# Task description
Answer these questions from the moment of inertia problem below:
(a) What are the masses of the two objects?
(b) What symbol denotes the reduced mass?
(c) What moment of inertia does the solution reach for the system?

# Reading passage
Two objects of masses 1 kg and 2 kg separated by a distance of 1.2 m are rotating about their centre of mass. Find the moment of inertia of the system.

When two objects of mass `m_(1)` and `m_(2)` are separated by a distance .d., the distance of mass `m_(1)` from the centre of mass `= (m_(2)d)/(m_(1)+m_(2))` and the distance of mass `m_(2)` from the centre of mass `= (m_(1)d)/(m_(1)+m_(2))`
Hence `I=m_(1)((m_(2)d)/(m_(1)+m_(2)))^(2)+m_(2)((m_(1)d)/(m_(1)+m_(2)))^(2)`
On simplification `I=((m_(1)m_(2))/(m_(1)+m_(2)))d^(2)`
Here `(m_(1)m_(2))/(m_(1)+m_(2))` is called reduced mass denoted by `mu`. Hence, for a system of two particles rotating about their centre of mass, moment of inertia `I =mu d^(2)`
In this problem, `mu = (m_(1)m_(2))/(m_(1)+m_(2))=(1xx2)/(1+2)=(2)/(3)kg`
`I=mu d^(2)=(2)/(3)(1.2)^(2)=0.96 kg m^(2)`

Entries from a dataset
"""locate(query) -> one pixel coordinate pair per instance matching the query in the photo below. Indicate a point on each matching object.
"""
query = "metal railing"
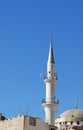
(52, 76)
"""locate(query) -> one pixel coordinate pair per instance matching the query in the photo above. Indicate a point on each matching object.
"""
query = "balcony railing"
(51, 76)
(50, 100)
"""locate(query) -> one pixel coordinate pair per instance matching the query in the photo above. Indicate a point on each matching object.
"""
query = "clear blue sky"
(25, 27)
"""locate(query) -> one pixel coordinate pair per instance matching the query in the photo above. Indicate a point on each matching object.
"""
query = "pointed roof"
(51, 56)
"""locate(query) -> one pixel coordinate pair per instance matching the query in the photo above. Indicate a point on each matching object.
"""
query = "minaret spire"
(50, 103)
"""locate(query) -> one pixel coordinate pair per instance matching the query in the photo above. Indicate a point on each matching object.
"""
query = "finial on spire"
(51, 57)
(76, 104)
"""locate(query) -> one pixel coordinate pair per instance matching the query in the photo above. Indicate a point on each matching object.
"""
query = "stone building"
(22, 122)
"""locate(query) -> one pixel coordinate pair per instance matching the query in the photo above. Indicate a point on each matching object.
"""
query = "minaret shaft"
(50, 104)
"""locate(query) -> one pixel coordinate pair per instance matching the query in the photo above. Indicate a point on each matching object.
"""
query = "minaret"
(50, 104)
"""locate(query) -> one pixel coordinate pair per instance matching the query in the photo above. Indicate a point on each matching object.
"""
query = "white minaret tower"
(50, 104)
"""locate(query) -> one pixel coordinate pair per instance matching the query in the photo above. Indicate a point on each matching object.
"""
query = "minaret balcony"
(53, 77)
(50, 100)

# Result for this exercise
(a) 1 kg and 2 kg
(b) μ (mu)
(c) 0.96 kg m²